#### GIVEN PROBLEM:
Locate each line in the listing below that contains the word "query" and copy those lines out in full.
#### RECORD SET
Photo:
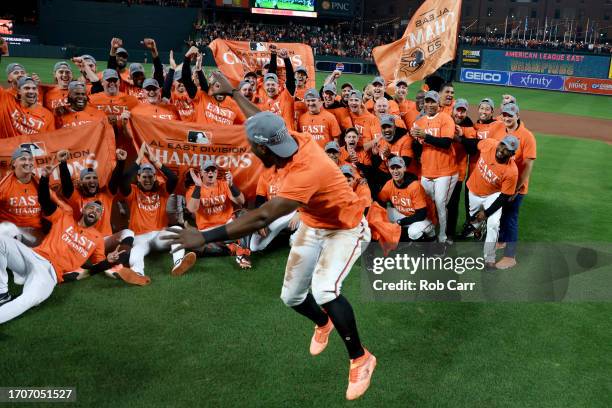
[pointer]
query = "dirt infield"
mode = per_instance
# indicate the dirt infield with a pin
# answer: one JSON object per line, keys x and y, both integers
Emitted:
########
#### RECORD SET
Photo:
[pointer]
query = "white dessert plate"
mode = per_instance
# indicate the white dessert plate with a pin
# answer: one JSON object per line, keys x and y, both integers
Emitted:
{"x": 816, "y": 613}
########
#### RIGHT ANSWER:
query = "dirt infield"
query = "white dessert plate"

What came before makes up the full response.